**Problem statement**:
Restate the following entries exactly. Keep the pictures out.

--- Information Enclosed Below ---

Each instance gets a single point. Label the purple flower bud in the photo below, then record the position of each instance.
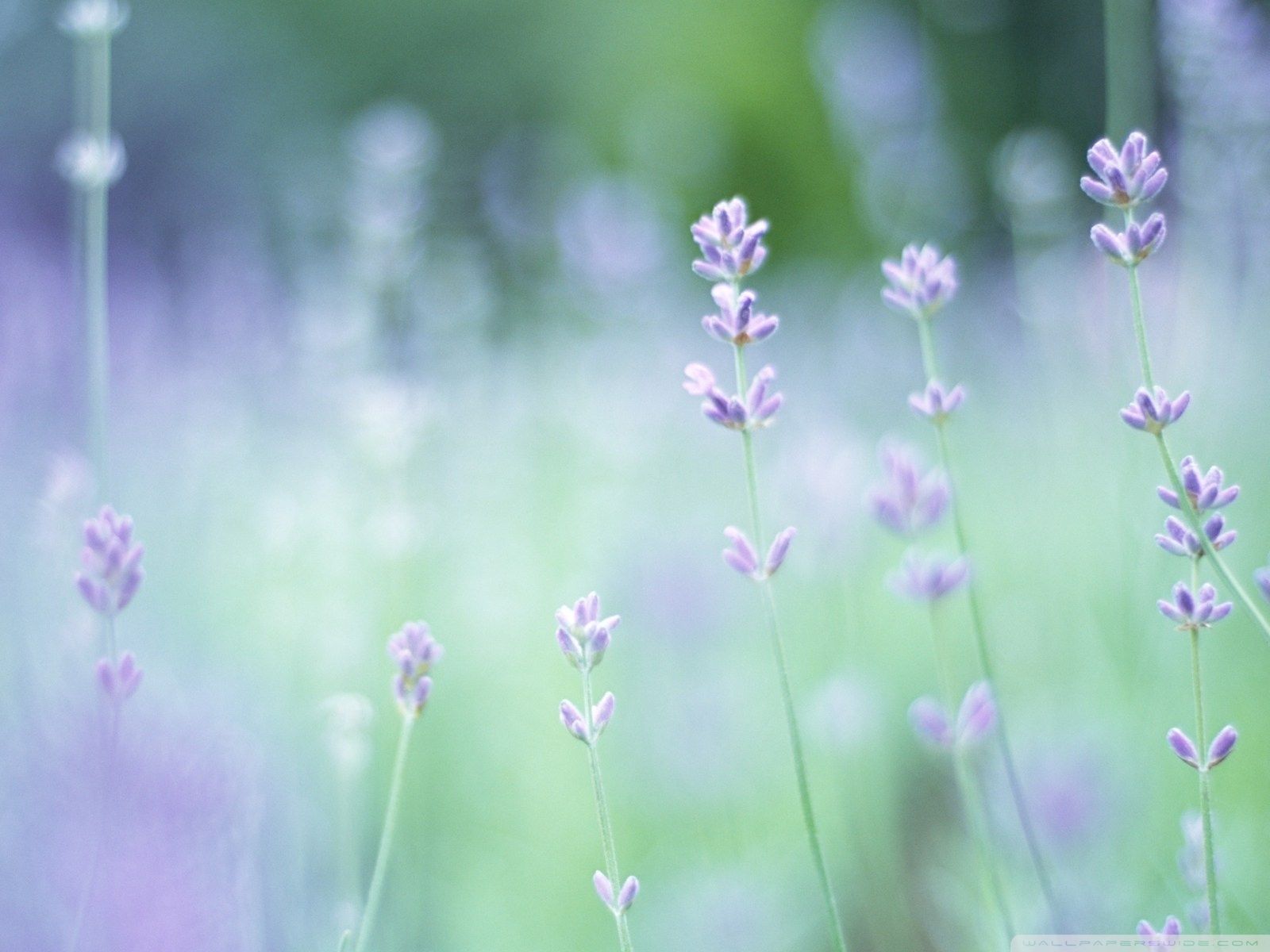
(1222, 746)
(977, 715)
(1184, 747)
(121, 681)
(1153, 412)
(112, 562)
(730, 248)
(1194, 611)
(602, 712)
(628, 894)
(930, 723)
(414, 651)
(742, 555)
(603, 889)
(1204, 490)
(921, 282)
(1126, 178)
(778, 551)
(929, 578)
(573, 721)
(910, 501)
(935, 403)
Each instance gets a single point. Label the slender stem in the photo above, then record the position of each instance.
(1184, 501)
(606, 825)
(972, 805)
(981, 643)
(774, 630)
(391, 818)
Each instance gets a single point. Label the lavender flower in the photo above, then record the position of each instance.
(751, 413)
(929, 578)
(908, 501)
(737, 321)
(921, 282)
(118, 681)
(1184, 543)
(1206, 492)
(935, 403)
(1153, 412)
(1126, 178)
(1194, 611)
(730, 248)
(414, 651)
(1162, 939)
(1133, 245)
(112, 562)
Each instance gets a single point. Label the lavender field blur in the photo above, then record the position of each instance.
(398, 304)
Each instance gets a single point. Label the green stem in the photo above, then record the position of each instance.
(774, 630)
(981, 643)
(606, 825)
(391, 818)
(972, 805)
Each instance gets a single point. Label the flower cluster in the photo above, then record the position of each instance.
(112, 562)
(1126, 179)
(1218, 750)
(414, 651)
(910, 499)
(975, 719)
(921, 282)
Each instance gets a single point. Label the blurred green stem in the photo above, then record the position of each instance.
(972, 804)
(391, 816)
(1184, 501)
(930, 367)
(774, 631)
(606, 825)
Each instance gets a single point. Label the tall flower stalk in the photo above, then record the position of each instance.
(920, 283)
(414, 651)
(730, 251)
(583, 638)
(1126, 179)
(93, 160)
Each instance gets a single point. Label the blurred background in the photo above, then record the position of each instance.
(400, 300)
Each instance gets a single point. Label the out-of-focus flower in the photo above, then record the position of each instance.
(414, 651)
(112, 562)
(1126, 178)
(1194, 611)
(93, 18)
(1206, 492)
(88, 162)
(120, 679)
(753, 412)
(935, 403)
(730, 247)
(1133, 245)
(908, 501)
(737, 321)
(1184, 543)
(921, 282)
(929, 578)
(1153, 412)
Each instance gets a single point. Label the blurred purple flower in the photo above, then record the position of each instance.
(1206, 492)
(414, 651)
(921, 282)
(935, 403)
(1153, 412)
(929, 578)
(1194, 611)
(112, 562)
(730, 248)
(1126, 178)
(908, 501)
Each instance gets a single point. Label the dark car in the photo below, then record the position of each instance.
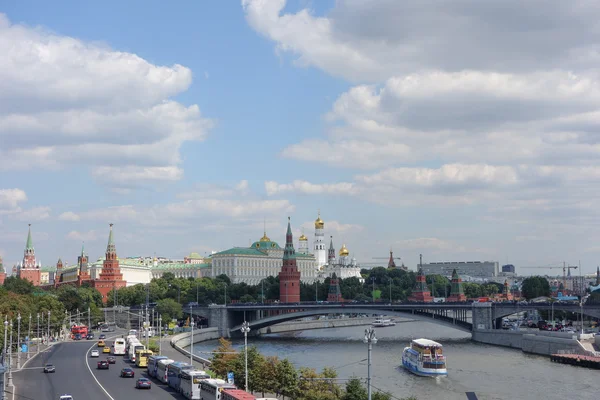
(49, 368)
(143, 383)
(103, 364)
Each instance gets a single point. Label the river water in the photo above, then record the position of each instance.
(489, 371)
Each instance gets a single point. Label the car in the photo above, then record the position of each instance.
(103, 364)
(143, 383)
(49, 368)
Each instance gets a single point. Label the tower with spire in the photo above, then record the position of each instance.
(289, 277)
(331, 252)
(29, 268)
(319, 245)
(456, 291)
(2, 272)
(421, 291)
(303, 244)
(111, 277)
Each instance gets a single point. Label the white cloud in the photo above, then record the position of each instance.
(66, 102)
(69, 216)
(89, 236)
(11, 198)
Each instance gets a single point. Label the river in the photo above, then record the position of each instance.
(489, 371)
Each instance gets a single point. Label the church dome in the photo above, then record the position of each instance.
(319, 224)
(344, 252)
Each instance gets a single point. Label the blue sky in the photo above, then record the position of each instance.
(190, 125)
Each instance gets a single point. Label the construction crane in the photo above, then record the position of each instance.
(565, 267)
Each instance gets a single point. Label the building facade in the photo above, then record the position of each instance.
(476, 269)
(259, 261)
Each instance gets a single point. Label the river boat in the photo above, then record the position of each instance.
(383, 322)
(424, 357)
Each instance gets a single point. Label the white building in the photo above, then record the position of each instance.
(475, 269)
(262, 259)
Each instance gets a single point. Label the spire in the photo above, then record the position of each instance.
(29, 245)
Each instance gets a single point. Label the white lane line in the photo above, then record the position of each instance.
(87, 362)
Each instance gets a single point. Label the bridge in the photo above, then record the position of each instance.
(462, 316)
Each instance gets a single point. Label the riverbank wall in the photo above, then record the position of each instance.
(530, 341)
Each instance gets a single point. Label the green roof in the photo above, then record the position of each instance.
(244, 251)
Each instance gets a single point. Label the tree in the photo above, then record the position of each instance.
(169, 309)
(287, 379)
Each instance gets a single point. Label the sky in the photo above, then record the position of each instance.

--- End of Enclosed Information ---

**Response**:
Each instance gets a single point. Label the purple flower bud in the photo below, then record the position of each instance.
(1222, 746)
(977, 715)
(1184, 747)
(121, 681)
(1153, 412)
(112, 562)
(730, 248)
(1194, 611)
(602, 712)
(628, 894)
(930, 723)
(414, 651)
(742, 555)
(603, 889)
(1204, 490)
(921, 282)
(1126, 178)
(778, 551)
(929, 578)
(573, 721)
(910, 501)
(935, 403)
Each instance gets a single point. Label the slender stem in the photo above, then record the position of each instance.
(1184, 501)
(606, 825)
(972, 805)
(981, 643)
(774, 630)
(391, 818)
Each instance gets a single point. Label the lavender flower in the photo above, then record the position of each instance.
(751, 413)
(929, 578)
(908, 501)
(737, 321)
(921, 282)
(118, 681)
(1184, 543)
(1206, 492)
(935, 403)
(1153, 412)
(1126, 178)
(1194, 611)
(730, 248)
(414, 651)
(1162, 939)
(1133, 245)
(112, 562)
Each instance gets a single point. Label the lavender field blur in the photo above, then record the position of each instance.
(398, 304)
Each instance gets a single point. Label the green stem in the photo above, then record the position of each instance.
(774, 630)
(981, 643)
(606, 825)
(391, 818)
(972, 805)
Each instance gets a single point. Label the flower cluster in the photo above, then record the position of each instance.
(112, 562)
(1126, 179)
(1218, 750)
(414, 651)
(910, 499)
(975, 719)
(921, 282)
Each instance gets a single point. Label the blurred green stem in the photo above, then record the position of each instance.
(972, 804)
(391, 816)
(1184, 501)
(930, 367)
(774, 631)
(606, 825)
Each instance gets a single point. Label the tall flower stalk in the photo above, then record the position of each instance.
(920, 283)
(414, 651)
(730, 251)
(583, 638)
(1126, 179)
(93, 160)
Each instance gets a single point. Label the blurred background in the photo above, then record the position of each instance.
(400, 300)
Each instance gets a single point. Label the out-of-focus flower in the photo above, then record the position of each instance.
(414, 651)
(112, 562)
(1126, 178)
(1194, 611)
(93, 18)
(1206, 492)
(88, 162)
(120, 679)
(753, 412)
(935, 403)
(730, 247)
(1133, 245)
(908, 501)
(737, 321)
(1184, 543)
(921, 282)
(929, 578)
(1153, 412)
Each instance gets a single point. Label the blurred purple flower in the photo above, then record the position of each instance.
(1206, 492)
(414, 651)
(921, 282)
(935, 403)
(1153, 412)
(929, 578)
(1194, 611)
(112, 562)
(730, 248)
(1126, 178)
(908, 501)
Each instance gets a single point. Label the dark car in the photo below, then record the position of each instance.
(49, 368)
(143, 383)
(103, 364)
Each instance gets a single point. Label the river water in the photo above, then record the position of each instance.
(489, 371)
Each instance gets a single point. Label the car in the photo above, then record the position of each instance.
(103, 364)
(143, 383)
(49, 368)
Each instance gets a single point. Label the tower with spire in the photo above, then record the position of each instance.
(289, 277)
(331, 252)
(29, 268)
(319, 245)
(456, 291)
(2, 272)
(421, 291)
(303, 244)
(111, 277)
Each instance gets a single point. Label the white cloud in the photo above, then record the position of each instance.
(66, 102)
(69, 216)
(89, 236)
(11, 198)
Each instance gets a single point. Label the river in the photo above, then record the position of each instance.
(489, 371)
Each instance gets a single point. Label the church dome in the photo above, then record the position of each instance.
(319, 224)
(344, 252)
Each instance gets a single point. Label the blue sky in the photo above, then record the position of each instance.
(190, 125)
Each instance gets a single point. Label the construction crane in the photo above, then record the position of each instance.
(565, 267)
Each instance gets a single point. Label the building facade in the photo above, then record the position of each instance.
(476, 269)
(259, 261)
Each instance gets a single point. Label the river boat in the photo above, then record the position of each instance.
(383, 322)
(424, 357)
Each instance gets a single point. Label the white building in the photo above, then record the position of each instance.
(475, 269)
(262, 259)
Each instance gets a single point. Label the spire in the photo above, then record the position of each instance.
(29, 245)
Each instance gets a single point. Label the white lane line in the photo above, then record the position of each instance.
(87, 362)
Each instance gets a single point. Label the bridge in the photo above, then record the position of each instance.
(462, 316)
Each instance gets a single point. Label the riverbank wall in the photo above, then record the position of each instance.
(530, 341)
Each instance gets a single point. Label the green roof in the photo above, then record the position of each instance.
(244, 251)
Each instance gets a single point. Label the tree in the photo above, then record the position of each instance.
(169, 309)
(287, 379)
Each instance gets a single point. Label the sky in the photo above, then record the position of each instance.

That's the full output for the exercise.